EXERCISE DATA:
........
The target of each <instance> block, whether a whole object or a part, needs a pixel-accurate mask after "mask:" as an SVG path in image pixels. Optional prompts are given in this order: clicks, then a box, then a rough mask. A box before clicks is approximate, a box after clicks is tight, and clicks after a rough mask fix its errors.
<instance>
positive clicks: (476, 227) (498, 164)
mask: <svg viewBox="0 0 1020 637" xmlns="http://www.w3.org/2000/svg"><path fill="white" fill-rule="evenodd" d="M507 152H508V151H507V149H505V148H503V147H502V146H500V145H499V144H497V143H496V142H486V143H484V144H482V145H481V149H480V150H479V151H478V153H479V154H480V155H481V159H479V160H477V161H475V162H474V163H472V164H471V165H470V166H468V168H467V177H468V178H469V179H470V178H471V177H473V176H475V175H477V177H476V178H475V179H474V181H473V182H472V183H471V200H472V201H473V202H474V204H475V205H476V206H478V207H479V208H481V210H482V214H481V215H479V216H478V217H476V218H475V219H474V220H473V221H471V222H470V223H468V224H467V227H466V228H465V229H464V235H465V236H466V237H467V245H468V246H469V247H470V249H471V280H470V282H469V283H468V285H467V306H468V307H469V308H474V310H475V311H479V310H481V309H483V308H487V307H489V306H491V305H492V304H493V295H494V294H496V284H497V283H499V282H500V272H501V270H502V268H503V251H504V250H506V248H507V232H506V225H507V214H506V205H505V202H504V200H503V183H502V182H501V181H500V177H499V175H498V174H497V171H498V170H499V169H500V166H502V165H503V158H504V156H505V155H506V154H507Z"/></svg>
........
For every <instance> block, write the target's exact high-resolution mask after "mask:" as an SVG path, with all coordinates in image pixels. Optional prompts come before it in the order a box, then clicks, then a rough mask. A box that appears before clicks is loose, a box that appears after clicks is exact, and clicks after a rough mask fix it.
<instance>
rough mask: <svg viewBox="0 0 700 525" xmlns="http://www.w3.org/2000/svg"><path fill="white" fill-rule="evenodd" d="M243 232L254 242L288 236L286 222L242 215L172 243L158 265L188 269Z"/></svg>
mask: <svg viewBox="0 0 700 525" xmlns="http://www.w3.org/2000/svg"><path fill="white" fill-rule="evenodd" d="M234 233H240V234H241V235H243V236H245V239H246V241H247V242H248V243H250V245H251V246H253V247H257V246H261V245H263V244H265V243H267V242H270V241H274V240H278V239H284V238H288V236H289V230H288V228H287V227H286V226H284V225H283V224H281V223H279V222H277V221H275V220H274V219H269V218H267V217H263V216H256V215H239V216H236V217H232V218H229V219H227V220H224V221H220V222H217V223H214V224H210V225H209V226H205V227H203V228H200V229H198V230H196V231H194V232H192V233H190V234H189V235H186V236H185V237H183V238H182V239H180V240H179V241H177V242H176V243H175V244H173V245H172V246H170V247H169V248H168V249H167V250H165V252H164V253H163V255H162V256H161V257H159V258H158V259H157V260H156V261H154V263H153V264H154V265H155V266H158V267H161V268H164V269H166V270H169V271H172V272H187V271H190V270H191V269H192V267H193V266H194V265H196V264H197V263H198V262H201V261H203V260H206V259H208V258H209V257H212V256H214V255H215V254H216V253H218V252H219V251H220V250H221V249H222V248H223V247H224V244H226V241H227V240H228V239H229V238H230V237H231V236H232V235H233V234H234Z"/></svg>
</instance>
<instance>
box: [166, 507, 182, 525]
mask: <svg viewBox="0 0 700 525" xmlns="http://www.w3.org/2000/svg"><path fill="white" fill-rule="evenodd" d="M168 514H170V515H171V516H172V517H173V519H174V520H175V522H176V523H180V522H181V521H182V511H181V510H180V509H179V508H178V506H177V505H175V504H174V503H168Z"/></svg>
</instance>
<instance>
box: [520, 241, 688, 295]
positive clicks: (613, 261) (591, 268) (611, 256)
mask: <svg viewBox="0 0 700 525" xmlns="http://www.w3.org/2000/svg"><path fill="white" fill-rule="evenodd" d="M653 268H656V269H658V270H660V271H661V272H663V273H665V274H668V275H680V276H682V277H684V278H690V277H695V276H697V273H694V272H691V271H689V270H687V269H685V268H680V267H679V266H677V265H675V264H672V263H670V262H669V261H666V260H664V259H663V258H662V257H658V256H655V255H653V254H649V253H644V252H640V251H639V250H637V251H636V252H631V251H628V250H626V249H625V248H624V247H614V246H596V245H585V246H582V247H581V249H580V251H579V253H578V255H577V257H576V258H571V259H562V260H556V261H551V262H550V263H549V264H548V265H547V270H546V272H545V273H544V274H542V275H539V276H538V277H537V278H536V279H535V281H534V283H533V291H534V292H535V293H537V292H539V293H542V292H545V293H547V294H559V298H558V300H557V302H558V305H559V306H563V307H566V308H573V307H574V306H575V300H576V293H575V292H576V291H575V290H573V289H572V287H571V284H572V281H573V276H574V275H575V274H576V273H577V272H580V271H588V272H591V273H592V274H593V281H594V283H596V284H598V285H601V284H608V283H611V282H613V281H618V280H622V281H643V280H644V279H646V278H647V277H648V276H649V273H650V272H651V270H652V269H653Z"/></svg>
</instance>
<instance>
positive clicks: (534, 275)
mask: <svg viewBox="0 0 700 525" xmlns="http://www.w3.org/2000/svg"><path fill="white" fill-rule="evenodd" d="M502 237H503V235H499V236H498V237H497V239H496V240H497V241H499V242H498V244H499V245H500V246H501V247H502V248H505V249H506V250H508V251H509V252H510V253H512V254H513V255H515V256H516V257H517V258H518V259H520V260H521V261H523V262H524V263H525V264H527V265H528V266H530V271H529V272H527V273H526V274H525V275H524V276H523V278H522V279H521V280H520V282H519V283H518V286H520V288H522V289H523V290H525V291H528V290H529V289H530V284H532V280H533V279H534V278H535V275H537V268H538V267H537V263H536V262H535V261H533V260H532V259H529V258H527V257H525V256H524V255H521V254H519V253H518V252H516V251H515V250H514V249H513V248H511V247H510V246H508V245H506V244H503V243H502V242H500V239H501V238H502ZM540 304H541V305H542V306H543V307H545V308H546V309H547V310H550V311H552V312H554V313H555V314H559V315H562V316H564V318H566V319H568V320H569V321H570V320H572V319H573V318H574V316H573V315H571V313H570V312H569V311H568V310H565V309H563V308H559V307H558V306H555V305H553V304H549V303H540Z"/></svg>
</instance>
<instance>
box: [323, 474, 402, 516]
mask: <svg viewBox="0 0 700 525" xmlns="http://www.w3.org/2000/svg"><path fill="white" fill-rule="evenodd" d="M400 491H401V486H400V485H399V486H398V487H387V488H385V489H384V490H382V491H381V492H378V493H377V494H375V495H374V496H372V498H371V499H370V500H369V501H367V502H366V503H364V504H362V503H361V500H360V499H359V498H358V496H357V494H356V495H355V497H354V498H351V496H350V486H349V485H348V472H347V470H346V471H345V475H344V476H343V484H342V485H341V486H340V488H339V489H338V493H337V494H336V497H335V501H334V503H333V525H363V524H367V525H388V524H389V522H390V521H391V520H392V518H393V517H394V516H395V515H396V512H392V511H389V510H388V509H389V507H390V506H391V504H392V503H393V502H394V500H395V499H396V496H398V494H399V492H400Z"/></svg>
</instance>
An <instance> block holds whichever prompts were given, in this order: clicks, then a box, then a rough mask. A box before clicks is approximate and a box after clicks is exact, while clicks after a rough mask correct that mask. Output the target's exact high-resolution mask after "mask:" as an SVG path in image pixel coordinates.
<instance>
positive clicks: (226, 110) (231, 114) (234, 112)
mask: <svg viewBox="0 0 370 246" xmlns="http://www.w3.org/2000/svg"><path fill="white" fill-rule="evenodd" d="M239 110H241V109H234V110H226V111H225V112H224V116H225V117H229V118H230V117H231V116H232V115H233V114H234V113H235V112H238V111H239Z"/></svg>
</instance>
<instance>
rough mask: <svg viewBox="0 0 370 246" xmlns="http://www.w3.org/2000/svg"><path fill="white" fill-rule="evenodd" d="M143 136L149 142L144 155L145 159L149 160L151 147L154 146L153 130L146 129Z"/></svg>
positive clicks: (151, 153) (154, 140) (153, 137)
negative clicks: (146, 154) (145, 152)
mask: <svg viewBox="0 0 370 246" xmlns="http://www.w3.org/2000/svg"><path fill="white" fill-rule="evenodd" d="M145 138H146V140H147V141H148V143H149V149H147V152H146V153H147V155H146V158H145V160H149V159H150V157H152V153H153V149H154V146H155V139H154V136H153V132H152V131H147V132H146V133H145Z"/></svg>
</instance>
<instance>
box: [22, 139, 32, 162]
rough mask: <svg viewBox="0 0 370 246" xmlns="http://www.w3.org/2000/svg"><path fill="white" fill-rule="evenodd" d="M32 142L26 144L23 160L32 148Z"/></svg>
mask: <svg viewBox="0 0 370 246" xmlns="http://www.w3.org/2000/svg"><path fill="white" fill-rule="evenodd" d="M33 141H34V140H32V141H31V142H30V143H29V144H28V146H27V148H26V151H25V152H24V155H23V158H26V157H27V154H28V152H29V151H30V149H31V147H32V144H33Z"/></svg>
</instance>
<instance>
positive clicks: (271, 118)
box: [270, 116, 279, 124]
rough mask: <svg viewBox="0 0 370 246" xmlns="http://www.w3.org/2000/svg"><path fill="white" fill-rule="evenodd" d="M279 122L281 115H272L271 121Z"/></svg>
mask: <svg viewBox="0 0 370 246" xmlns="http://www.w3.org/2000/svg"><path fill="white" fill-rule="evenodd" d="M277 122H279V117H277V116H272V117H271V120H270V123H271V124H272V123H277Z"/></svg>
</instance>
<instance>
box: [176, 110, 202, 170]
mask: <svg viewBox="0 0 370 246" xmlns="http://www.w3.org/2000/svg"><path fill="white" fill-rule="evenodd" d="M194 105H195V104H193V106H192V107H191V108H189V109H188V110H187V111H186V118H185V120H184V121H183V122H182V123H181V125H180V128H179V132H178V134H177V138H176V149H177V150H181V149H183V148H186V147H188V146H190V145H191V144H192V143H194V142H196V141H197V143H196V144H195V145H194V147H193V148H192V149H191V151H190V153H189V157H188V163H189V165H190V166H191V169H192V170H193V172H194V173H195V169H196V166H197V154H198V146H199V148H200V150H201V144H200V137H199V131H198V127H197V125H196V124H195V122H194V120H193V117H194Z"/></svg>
........
WHAT IS REQUIRED: Copy verbatim the lines from the one containing "The target of" to the one containing "positive clicks: (476, 227) (498, 164)", both included.

RESPONSE TO THE TASK:
The target of each <instance> block, whether a whole object or a part, needs a pixel-accurate mask after "mask:" as an SVG path in image pixels. Optional prompts are given in this order: clicks, then a box, then a rough mask. A box before clicks is approximate, a box after clicks is tight, and clicks after a rough mask fix its errors.
<instance>
positive clicks: (476, 227) (498, 164)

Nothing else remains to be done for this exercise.